- Tâche énoncée 1
Transcrivez à l'identique le passage du rapport d'évaluation allant de "L’évaluation de l’Université" à "- Jean Jaurès.".
- Tâche énoncée 2
Répondez aux questions suivantes d'après le rapport d'évaluation :
(a) En quelle année la nouvelle Université de Bordeaux a-t-elle été créée ?
(b) Qui présidait le comité d'experts chargé de l'évaluation ?
(c) À quelle date le rapport a-t-il été publié ?
- Tâche énoncée 3
Poursuivez la rédaction du rapport d'évaluation de l'Université Bordeaux-Montaigne à la suite de sa dernière phrase.

- Extrait de page

###

Rapport d’évaluation FR

Université Bordeaux-Montaigne

Type : Rapports d'établissements/organismes
Campagne d'évaluation : 2020-2022 (vague B) - Publié le : 27/09/2022
rapport_UBM

Observations du Président du Hcéres

L’évaluation de l’Université Bordeaux Montaigne (UBM) a été conduite par un comité d’experts présidé par le Recteur Daniel FILÂTRE, Professeur des universités en sociologie, ancien Président de l’Université Toulouse 2 - Jean Jaurès.

L’UBM a fait le choix de ne pas s’intégrer dans la nouvelle Université de Bordeaux, créée en 2014 par fusion des trois autres universités du site. Elle revendique pleinement ce choix stratégique qu’elle justifie par la spécificité de ses disciplines scientifiques qui relèvent du domaine des arts, lettres et langues et du domaine des sciences humaines et sociales. Elle porte ainsi l’ambition d’apporter une contribution spécifique et originale qui requiert selon elle un positionnement singulier et une différenciation nette sur le site universitaire de Bordeaux. Le comité d’experts s’est en conséquence particulièrement intéressé à apprécier comment l’université a su pendant les cinq années de la période sous revue assumer cette ambition et quels en ont été les résultats mesurables.  

C’est bien entendu d’abord sur la recherche et la formation que l’attention des experts s’est portée.

###

- Données recueillies

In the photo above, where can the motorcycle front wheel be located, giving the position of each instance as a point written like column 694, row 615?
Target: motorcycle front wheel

###

- Réponse rédigée 1
L’évaluation de l’Université Bordeaux Montaigne (UBM) a été conduite par un comité d’experts présidé par le Recteur Daniel FILÂTRE, Professeur des universités en sociologie, ancien Président de l’Université Toulouse 2 - Jean Jaurès.

- Réponse rédigée 2
(a) En 2014.
(b) Le Recteur Daniel FILÂTRE.
(c) Le 27/09/2022.

- Réponse rédigée 3
Or le projet scientifique de l’université – marque essentielle de sa signature spécifique – est apparu insuffisamment ambitieux et trop faiblement structurant. Hormis le domaine de l’archéologie où l’excellence nationale de l’établissement est reconnue, l’horizon de l’action scientifique se limite trop à un ancrage régional et territorial. Les priorités scientifiques précédemment retenues ont été abandonnées par souci de ne laisser aucun champ de côté. Mais, pour le comité, cette absence de choix scientifiques clairs est problématique et il recommande fortement d’y renoncer. Cela permettrait en outre de mieux assurer le positionnement de l’université dans son environnement, d’affermir les bases d’une nouvelle coopération sur le site, notamment avec l’université de Bordeaux qui comprend aussi un secteur SHS et, enfin, d’espérer de meilleurs résultats aux appels à projets nationaux et européens. Un véritable pilotage scientifique reste à mettre en œuvre, intégrant pleinement une politique de valorisation aujourd’hui entravée tant par un positionnement peu visible de l’UBM sur le site et par une vision trop étroite de l’action à conduire. Si l’université s’engageait dans la voie recommandée par le comité, elle disposerait de deux atouts qui constitueraient des points d’appui solides et consensuels : d’une part la réussite de l’école doctorale unique plébiscitée comme permettant l’harmonisation des pratiques et le développement de l’interdisciplinarité, d’autre part un modèle de gouvernance de la recherche reconnu et approuvé par la communauté. L’enjeu est désormais d’élaborer une véritable politique scientifique structurée et de piloter réellement les priorités qui devront être définies.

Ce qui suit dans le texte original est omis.